Complete the following:
• a. In the parenting post, can you rewrite everything from "If you’re a" down to "relationships after ours.", putting "spouse" in place of "husband"?
• b. What does the parenting post list as included in the "everything" that children watch their parents do?

Source document:
####################

The idea of making my world revolve around my children is a problematic one for me. Making them my sole focus puts unrealistic expectations on them and gives them the job of making me happy. They are children, they are innocent, and their only job is to be a kid, not to make their mama happy. Additionally, making them the center of my world takes energies away from my marriage and self-care.

#2 – Nurturing my marriage benefits my entire family.

Special K (my hubby) and I have built a strong foundation for our marriage, but that doesn’t mean that we can forget about it and count on it to be just as strong later on. We must put time and energy into our marriage. Whether they know it or not, our children need us to nurture our marriage so that they can grow up in a happy, healthy, two parent home.

In no way am I putting down single parents or divorced parents. As a child of divorce, I know what it feels like and I nurture my marriage in the hopes of protecting my children from such feelings.

If you’re a parent, you know that your child(ren) watch everything you do… everything. This includes how I speak to my husband, how he greets me when he returns from work, how we fight and how we make up. We know that our children watch our examples, and in putting my marriage first, I am (hopefully) teaching them how to model their relationships after ours.

Okay so how do we do that?

I’m going to delve deeper into this on a future post this week, but for a few quick ideas:

  • Date night in after the kids are in bed. Easy and free!
  • Utilize offers from family and friends of help, whether that’s bringing a meal, watching kids, or something else. If people in your life offer to help, let them!
  • Get creative! We are a single income family supporting 6, but we still make time (which sometimes costs money) for our marriage. Our last date was a trip alone to the grocery store! Sexy? No. Fun and loaded with non-kid conversation? Yes! There is no limit to how creative you can get. You just have to be willing to look at things differently and be committed to taking time to take care of your relationship.

####################

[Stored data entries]
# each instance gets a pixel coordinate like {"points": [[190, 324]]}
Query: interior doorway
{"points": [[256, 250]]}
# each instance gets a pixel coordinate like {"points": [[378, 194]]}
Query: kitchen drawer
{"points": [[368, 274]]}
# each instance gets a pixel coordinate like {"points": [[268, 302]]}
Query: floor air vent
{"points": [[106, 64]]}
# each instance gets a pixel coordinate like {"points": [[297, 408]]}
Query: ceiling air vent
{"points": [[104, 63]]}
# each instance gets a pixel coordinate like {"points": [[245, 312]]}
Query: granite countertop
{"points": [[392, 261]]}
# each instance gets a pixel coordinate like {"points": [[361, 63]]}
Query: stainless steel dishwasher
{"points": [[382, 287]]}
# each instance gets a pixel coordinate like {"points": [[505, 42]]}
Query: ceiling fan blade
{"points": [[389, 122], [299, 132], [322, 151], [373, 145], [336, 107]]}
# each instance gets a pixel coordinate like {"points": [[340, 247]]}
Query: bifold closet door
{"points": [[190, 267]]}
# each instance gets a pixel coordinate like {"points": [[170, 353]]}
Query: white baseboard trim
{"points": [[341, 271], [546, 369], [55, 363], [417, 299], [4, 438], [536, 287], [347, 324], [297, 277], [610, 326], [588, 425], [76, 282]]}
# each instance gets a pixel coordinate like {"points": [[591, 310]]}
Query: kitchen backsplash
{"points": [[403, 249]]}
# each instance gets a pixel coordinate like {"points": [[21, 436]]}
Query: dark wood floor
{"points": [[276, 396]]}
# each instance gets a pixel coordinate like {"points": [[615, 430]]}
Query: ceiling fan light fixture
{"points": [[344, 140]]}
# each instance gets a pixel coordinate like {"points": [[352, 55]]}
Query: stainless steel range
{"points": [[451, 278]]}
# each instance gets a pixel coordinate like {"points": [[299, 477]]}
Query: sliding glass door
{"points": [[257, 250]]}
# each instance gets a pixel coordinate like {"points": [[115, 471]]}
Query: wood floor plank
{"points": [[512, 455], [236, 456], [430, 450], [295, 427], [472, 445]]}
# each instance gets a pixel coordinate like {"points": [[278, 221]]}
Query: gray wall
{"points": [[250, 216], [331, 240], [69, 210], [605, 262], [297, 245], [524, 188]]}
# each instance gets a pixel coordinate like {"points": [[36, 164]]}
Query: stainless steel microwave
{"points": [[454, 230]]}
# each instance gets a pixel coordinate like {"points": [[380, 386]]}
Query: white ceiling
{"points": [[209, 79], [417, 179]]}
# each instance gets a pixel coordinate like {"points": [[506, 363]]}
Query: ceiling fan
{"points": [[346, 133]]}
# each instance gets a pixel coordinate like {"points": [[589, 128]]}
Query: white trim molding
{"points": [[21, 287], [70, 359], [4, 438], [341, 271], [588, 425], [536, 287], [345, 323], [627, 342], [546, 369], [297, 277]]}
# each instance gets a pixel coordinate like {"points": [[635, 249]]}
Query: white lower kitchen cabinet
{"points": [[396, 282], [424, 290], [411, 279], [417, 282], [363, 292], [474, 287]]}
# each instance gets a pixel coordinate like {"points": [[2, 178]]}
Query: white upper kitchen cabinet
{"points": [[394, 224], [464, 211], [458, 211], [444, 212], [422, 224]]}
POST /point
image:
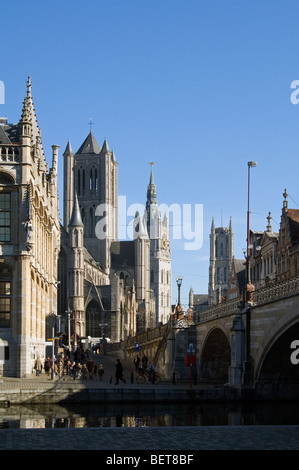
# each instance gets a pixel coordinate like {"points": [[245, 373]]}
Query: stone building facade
{"points": [[123, 287], [29, 242], [73, 279], [221, 255]]}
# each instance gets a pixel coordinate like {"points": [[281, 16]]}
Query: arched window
{"points": [[5, 296], [91, 222], [5, 217]]}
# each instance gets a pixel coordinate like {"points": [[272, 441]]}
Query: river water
{"points": [[148, 415]]}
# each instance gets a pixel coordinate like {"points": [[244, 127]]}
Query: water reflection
{"points": [[148, 415]]}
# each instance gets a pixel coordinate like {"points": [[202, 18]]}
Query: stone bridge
{"points": [[229, 336]]}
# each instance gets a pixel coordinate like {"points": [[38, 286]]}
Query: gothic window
{"points": [[5, 296], [90, 182], [79, 183], [221, 249], [5, 217], [91, 222], [96, 181]]}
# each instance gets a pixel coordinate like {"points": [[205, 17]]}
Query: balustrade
{"points": [[9, 154]]}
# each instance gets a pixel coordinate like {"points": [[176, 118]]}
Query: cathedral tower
{"points": [[92, 173], [160, 257], [221, 255]]}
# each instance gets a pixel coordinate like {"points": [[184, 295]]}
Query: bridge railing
{"points": [[218, 310], [276, 290], [271, 292]]}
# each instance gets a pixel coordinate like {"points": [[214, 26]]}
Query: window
{"points": [[5, 297], [5, 217]]}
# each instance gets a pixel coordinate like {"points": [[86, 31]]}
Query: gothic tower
{"points": [[76, 269], [160, 257], [92, 173], [221, 255], [30, 242]]}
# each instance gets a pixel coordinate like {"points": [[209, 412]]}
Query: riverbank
{"points": [[62, 390]]}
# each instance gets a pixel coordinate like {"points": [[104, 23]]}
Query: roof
{"points": [[76, 220], [122, 254], [9, 134]]}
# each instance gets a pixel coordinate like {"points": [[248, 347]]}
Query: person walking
{"points": [[144, 361], [38, 366], [151, 372], [47, 366], [136, 362], [90, 367], [101, 371], [119, 372]]}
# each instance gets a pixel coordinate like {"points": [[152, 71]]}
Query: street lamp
{"points": [[179, 281], [68, 313], [250, 165], [248, 288]]}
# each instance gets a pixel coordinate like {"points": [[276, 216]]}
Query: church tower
{"points": [[30, 242], [76, 269], [160, 257], [221, 255], [92, 174]]}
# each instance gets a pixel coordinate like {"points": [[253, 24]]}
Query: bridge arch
{"points": [[215, 357], [275, 373]]}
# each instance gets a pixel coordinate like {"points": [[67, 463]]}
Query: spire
{"points": [[269, 218], [68, 150], [76, 220], [151, 189], [285, 202], [105, 148], [139, 228], [89, 145], [29, 87]]}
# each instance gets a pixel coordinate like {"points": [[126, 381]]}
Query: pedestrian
{"points": [[136, 362], [119, 372], [74, 370], [101, 371], [90, 367], [47, 365], [84, 372], [151, 372], [144, 361], [38, 366]]}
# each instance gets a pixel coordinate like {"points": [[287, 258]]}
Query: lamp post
{"points": [[179, 281], [250, 165], [68, 313], [248, 289]]}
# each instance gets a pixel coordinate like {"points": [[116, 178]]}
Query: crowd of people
{"points": [[80, 365], [77, 364]]}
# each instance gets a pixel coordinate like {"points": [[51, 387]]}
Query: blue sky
{"points": [[198, 87]]}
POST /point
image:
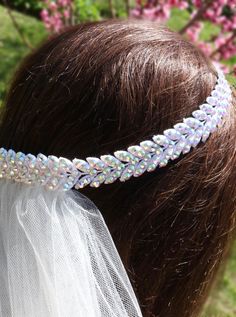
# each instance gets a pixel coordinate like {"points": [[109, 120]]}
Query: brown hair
{"points": [[100, 87]]}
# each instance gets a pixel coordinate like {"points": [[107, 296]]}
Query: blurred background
{"points": [[210, 24]]}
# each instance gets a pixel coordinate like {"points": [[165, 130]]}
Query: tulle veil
{"points": [[57, 258]]}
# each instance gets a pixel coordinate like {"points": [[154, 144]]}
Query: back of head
{"points": [[100, 87]]}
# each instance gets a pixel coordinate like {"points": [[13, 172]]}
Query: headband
{"points": [[60, 173]]}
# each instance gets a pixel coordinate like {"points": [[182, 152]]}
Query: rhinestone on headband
{"points": [[61, 173]]}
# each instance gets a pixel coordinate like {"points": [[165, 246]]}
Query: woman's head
{"points": [[100, 87]]}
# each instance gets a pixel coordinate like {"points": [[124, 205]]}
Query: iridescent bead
{"points": [[95, 163], [161, 140], [126, 157], [172, 134], [82, 165], [137, 150]]}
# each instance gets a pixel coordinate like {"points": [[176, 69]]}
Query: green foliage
{"points": [[222, 302], [12, 49], [86, 10], [91, 10], [31, 6]]}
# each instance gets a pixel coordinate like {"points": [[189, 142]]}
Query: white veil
{"points": [[57, 258]]}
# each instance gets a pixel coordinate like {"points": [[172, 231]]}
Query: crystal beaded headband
{"points": [[61, 173]]}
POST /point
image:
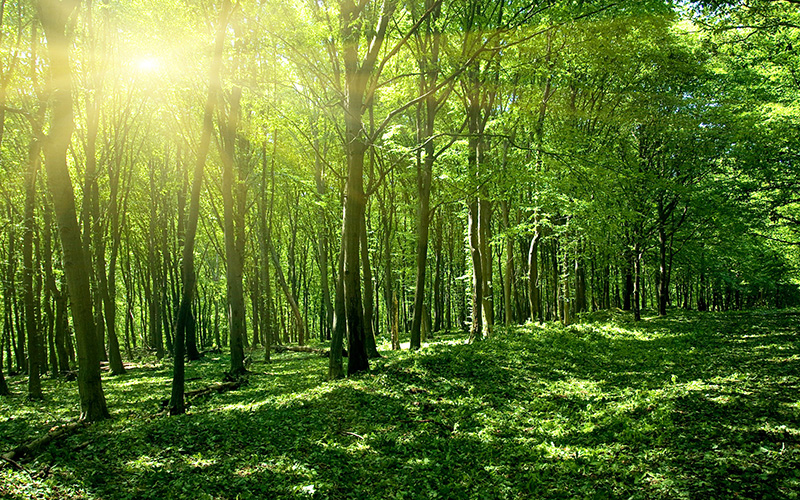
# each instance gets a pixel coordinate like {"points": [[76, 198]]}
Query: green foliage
{"points": [[695, 406]]}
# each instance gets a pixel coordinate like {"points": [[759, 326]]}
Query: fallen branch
{"points": [[325, 353], [219, 388], [32, 447]]}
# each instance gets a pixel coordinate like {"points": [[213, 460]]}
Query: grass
{"points": [[689, 406]]}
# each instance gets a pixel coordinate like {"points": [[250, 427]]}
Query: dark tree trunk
{"points": [[335, 368], [176, 403], [369, 300], [533, 279], [234, 240], [476, 330], [29, 301], [54, 15]]}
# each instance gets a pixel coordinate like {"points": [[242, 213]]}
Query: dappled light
{"points": [[399, 249]]}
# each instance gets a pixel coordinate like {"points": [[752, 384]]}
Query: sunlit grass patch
{"points": [[663, 409]]}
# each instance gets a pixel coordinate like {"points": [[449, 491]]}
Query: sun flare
{"points": [[147, 64]]}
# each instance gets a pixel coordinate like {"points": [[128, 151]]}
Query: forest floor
{"points": [[689, 406]]}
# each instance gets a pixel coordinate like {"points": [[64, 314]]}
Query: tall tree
{"points": [[54, 16]]}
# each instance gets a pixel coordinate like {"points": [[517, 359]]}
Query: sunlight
{"points": [[147, 64]]}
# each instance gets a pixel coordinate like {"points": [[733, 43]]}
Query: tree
{"points": [[54, 16]]}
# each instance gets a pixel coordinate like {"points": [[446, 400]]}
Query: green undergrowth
{"points": [[690, 406]]}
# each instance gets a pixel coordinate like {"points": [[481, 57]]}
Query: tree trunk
{"points": [[335, 368], [233, 242], [177, 403], [476, 330], [54, 15], [637, 281], [369, 300], [31, 325], [533, 279]]}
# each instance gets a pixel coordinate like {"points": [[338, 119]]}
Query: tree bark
{"points": [[54, 15], [357, 75], [29, 302], [533, 279], [335, 368], [234, 243], [369, 300], [177, 403]]}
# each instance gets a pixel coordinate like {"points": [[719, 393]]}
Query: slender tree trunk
{"points": [[438, 295], [476, 330], [335, 367], [54, 15], [533, 279], [637, 281], [369, 334], [233, 242], [508, 278], [31, 325], [176, 404]]}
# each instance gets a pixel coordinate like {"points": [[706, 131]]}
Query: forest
{"points": [[399, 249]]}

####################

Numbered answers:
• a.
If you’re a parent, you know that your child(ren) watch everything you do… everything. This includes how I speak to my spouse, how he greets me when he returns from work, how we fight and how we make up. We know that our children watch our examples, and in putting my marriage first, I am (hopefully) teaching them how to model their relationships after ours.

• b.
- how I speak to my husband
- how he greets me when he returns from work
- how we fight
- how we make up